Records from a data source
========

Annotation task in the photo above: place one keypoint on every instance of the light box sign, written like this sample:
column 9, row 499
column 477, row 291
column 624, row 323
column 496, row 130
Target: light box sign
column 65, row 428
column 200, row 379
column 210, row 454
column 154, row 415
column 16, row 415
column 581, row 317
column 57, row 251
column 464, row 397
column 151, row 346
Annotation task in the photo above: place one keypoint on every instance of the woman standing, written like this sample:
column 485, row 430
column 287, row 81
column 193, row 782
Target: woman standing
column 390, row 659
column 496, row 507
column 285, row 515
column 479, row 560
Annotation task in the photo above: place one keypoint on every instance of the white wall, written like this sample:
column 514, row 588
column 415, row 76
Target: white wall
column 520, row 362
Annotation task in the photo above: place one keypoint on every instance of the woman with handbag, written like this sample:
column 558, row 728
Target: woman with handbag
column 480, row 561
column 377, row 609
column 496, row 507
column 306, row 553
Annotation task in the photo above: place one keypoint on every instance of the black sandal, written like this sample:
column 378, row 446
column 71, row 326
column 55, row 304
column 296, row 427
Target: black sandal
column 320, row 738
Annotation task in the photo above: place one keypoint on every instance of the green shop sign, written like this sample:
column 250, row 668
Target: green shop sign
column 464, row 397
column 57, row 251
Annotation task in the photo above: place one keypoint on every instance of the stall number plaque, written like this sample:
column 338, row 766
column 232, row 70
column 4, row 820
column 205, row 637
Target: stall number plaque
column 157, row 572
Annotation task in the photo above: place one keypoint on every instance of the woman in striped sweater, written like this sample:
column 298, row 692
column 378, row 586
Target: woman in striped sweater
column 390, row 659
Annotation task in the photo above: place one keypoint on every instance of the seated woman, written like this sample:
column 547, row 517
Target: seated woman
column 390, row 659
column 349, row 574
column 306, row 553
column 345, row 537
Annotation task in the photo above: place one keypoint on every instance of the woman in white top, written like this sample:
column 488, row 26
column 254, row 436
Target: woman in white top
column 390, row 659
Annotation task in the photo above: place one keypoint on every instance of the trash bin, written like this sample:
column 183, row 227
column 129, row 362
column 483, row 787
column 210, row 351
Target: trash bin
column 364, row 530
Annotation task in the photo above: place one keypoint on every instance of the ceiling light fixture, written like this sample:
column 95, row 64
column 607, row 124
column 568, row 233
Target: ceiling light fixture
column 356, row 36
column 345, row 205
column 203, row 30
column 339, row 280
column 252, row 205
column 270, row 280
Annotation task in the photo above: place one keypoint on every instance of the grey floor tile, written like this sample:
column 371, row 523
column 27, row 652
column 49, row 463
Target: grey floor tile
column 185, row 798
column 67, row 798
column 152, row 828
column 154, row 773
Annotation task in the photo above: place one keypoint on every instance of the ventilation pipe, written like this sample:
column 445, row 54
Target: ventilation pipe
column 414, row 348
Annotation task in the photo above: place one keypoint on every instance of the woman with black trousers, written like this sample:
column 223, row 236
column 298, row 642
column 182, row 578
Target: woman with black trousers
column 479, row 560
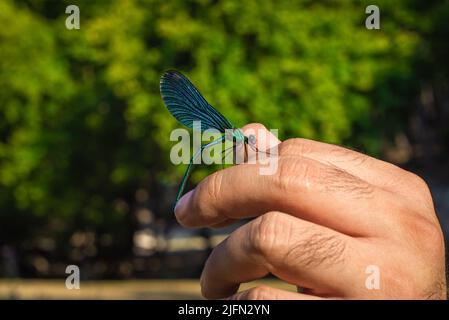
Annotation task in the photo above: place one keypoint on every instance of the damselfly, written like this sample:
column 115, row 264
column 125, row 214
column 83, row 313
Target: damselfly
column 187, row 105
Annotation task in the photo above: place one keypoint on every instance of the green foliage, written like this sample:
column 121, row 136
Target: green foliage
column 82, row 124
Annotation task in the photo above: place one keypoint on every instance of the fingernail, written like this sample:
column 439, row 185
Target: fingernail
column 180, row 210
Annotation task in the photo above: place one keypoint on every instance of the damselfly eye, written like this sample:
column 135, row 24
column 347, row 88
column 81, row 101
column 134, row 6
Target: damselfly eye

========

TASK INSTRUCTIONS: Give the entries again, exactly and in full, with no image included.

OUTPUT OF THE TASK:
Annotation task in the photo above: place one keypoint on every instance of the light box sign, written like this sample:
column 9, row 499
column 477, row 291
column 624, row 323
column 496, row 130
Target: light box sign
column 65, row 428
column 200, row 379
column 210, row 454
column 154, row 415
column 16, row 415
column 581, row 317
column 57, row 251
column 464, row 397
column 151, row 346
Annotation task in the photo above: place one keypoint on every instance of the woman standing, written like this sample:
column 485, row 430
column 287, row 81
column 193, row 782
Target: woman standing
column 390, row 659
column 496, row 507
column 285, row 515
column 479, row 560
Annotation task in the photo above: place one keypoint on every instance of the white wall, written like this sample:
column 514, row 588
column 415, row 76
Target: white wall
column 520, row 362
Annotation task in the photo above: place one keypoint on every instance of the woman with handbag, written like this sample:
column 558, row 728
Target: woman with handbag
column 480, row 561
column 377, row 609
column 496, row 507
column 306, row 553
Annotation task in the photo above: place one keypoint on every instance of the black sandal, written like this sample:
column 378, row 446
column 71, row 326
column 55, row 304
column 296, row 427
Target: black sandal
column 320, row 738
Annotation task in the photo above: place one keypoint on every instance of the green shop sign, written like this sample:
column 250, row 668
Target: green shop sign
column 464, row 397
column 57, row 251
Annotation task in the photo above: place one keypoint on every instance of the stall number plaque, written like this sample:
column 338, row 766
column 232, row 70
column 4, row 820
column 205, row 637
Target: stall number plaque
column 157, row 572
Annotation task in the photo above: place one keypoint on every instance of the woman in striped sweater, written like this sample:
column 298, row 692
column 378, row 586
Target: woman in striped sweater
column 390, row 659
Annotation task in the photo above: place one keypoint on every instance of the seated woman, written like this sample:
column 547, row 517
Target: seated woman
column 390, row 659
column 349, row 574
column 306, row 553
column 345, row 537
Annotation task in the photo above: place one keypoint on every instance of the woman in white top, written like this sample:
column 488, row 26
column 254, row 436
Target: woman in white top
column 390, row 659
Annotation task in the photo above: place one keypoint on every instance of the trash bin, written like this sample:
column 183, row 227
column 129, row 362
column 483, row 787
column 210, row 351
Target: trash bin
column 364, row 530
Annotation task in the photo above: place one keypoint on every instance of the ceiling light fixture, written like this sample:
column 95, row 64
column 607, row 124
column 568, row 233
Target: ceiling light fixture
column 356, row 36
column 345, row 205
column 203, row 30
column 339, row 280
column 252, row 205
column 270, row 280
Annotation task in the photo above: place one keypoint on every instance of the grey floor tile, written like this sample:
column 371, row 523
column 27, row 652
column 49, row 463
Target: grey floor tile
column 185, row 798
column 67, row 798
column 152, row 828
column 154, row 773
Annotation task in the photo above: place one keypoint on every instance of the ventilation pipe, written like this sample:
column 445, row 54
Target: ventilation pipe
column 414, row 348
Annotation task in the photo above: place one keypoint on every instance of the woman with black trousers, written like this sample:
column 223, row 236
column 298, row 642
column 182, row 578
Target: woman with black trousers
column 479, row 560
Annotation task in the photo above: place one keypoint on every instance of the damselfly, written like this sample:
column 115, row 264
column 125, row 214
column 83, row 313
Target: damselfly
column 187, row 105
Annotation task in the photo above: place one keypoint on every instance of the green foliage, written like this sample:
column 121, row 136
Target: green foliage
column 82, row 124
Annotation task in the photo above: place one keypoint on every instance of the fingernail, written like this sample:
column 439, row 185
Target: fingernail
column 180, row 210
Annotation task in the photo above: place one keypoint on every instance of the damselfly eye, written like this sample:
column 135, row 24
column 347, row 88
column 81, row 101
column 134, row 6
Target: damselfly eye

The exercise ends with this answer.